* Page excerpt *

━━━━

That explanation is local. It may not hold for every customer.

When I would use LIME

I would use LIME when I need an explanation for one prediction and I want something model-agnostic.

The caution is that the explanation depends on how the neighborhood is generated. If the perturbations are unrealistic, the explanation can look precise while describing a neighborhood that does not make sense.

So LIME is useful, but I would not treat it as truth. I would treat it as a local approximation.

PDP: average model behavior

Partial Dependence Plots answer a different question:

How does the model’s prediction change on average as one feature changes?

This is not the same as plotting raw X against raw Y. A raw scatterplot shows the data relationship. A PDP shows the model’s learned prediction behavior after averaging over the other features.

The basic process is:

  1. Train the model normally.
  2. Select the feature I want to inspect.
  3. Create a grid of values for that feature.
  4. For each grid value, replace that feature with the fixed value for every sampled row.
  5. Generate predictions for the modified dataset.
  6. Average the predictions.
  7. Plot the average prediction against the grid values.

For one feature, I am fixing that feature and averaging over the observed distribution of the other features.

For two features, I fix both features over a grid of value combinations, predict, average, and plot a surface or heatmap.

━━━━

Localization data with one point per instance
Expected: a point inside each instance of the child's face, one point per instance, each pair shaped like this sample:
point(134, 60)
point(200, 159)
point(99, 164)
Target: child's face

━━━━

* Prompt A *
List every step of the basic process for building a partial dependence plot given in the excerpt on LIME and PDP.
* Prompt B *
Reproduce everything in the excerpt on LIME and PDP from "PDP: average model" down to "for that feature.", changing "grid" to "lattice" each time it appears.
None of the tasks require the records.

* Problem solution A *
1. Train the model normally.
2. Select the feature I want to inspect.
3. Create a grid of values for that feature.
4. For each grid value, replace that feature with the fixed value for every sampled row.
5. Generate predictions for the modified dataset.
6. Average the predictions.
7. Plot the average prediction against the grid values.

* Problem solution B *
PDP: average model behavior

Partial Dependence Plots answer a different question:

How does the model’s prediction change on average as one feature changes?

This is not the same as plotting raw X against raw Y. A raw scatterplot shows the data relationship. A PDP shows the model’s learned prediction behavior after averaging over the other features.

The basic process is:

  1. Train the model normally.
  2. Select the feature I want to inspect.
  3. Create a lattice of values for that feature.